What the task asks:
Check each line of the records below for the word "eyeglasses" and give the number of lines that have it, with nothing added.

==========

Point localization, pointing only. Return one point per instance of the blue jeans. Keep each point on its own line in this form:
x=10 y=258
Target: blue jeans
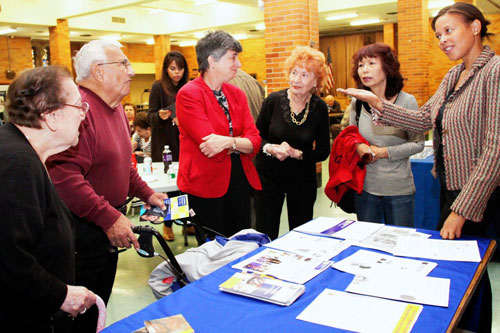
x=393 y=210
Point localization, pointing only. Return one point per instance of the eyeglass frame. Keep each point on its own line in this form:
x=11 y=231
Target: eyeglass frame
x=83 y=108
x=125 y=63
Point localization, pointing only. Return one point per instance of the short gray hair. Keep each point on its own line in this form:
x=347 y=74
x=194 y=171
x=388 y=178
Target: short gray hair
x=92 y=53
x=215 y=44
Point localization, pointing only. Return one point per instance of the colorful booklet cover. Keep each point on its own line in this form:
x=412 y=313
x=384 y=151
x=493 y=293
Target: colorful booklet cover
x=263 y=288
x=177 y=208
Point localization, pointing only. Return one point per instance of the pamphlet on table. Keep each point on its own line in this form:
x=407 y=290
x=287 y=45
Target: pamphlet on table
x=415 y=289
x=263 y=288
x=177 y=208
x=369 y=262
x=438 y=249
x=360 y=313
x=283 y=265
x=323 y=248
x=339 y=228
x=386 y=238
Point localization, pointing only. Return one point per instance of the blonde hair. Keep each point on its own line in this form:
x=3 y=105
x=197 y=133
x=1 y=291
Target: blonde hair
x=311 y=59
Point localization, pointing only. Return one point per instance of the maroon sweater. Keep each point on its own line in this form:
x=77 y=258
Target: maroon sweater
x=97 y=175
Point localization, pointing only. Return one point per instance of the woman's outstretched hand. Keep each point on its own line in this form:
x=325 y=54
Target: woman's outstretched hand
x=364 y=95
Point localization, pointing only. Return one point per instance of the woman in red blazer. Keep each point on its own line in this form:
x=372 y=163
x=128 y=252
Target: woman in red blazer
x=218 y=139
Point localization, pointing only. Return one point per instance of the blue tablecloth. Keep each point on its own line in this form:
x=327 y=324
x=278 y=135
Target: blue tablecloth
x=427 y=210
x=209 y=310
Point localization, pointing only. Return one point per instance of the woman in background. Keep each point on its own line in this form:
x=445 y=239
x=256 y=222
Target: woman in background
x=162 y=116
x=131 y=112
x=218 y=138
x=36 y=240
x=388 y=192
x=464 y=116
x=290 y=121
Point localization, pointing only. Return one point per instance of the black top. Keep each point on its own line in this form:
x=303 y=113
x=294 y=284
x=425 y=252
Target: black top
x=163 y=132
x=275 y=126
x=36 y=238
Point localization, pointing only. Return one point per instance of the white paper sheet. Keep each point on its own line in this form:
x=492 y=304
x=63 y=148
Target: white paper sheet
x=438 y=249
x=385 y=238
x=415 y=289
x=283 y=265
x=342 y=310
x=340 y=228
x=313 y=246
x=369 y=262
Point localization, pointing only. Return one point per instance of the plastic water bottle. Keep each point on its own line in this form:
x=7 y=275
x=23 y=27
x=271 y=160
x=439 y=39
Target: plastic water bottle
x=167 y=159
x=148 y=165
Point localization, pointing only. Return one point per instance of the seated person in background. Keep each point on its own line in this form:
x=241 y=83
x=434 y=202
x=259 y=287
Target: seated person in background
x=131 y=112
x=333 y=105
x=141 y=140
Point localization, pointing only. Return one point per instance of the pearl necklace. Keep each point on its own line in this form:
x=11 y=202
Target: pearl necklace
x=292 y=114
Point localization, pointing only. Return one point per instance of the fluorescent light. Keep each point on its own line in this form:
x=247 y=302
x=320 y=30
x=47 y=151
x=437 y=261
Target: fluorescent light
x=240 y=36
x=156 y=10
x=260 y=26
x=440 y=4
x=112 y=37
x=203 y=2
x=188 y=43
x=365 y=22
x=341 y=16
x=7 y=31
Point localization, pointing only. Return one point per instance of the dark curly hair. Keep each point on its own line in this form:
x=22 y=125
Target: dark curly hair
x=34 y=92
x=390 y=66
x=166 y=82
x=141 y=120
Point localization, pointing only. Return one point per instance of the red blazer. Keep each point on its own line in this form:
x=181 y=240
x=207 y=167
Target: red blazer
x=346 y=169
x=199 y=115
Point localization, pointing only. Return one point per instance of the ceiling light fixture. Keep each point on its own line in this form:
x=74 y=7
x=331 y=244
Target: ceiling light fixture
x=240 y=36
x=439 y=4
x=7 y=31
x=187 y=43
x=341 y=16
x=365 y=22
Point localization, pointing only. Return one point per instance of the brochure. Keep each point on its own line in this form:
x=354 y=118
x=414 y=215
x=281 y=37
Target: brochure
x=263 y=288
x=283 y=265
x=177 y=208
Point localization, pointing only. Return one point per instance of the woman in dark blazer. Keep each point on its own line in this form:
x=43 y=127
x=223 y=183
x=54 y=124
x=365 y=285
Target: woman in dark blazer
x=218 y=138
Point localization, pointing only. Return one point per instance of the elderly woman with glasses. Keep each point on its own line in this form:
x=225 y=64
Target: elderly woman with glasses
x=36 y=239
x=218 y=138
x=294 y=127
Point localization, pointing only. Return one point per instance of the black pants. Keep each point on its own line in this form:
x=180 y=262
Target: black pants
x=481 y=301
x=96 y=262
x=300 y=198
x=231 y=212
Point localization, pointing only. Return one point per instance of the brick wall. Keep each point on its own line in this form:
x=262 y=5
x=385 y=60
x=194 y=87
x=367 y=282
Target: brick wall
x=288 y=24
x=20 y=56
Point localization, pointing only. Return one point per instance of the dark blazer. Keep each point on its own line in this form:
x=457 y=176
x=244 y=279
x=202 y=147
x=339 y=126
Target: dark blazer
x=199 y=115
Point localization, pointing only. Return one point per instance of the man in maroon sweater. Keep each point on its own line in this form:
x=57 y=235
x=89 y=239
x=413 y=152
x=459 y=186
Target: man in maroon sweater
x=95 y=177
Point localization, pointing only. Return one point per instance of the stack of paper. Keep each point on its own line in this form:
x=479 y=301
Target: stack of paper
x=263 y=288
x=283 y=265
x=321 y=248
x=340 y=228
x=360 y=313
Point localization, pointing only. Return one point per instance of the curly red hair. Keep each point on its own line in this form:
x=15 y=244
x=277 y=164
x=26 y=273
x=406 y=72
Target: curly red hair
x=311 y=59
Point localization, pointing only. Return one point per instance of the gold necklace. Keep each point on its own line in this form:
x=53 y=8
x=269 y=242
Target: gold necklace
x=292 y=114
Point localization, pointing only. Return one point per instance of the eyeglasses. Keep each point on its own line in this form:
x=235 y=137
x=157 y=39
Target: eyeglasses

==========

Task solution:
2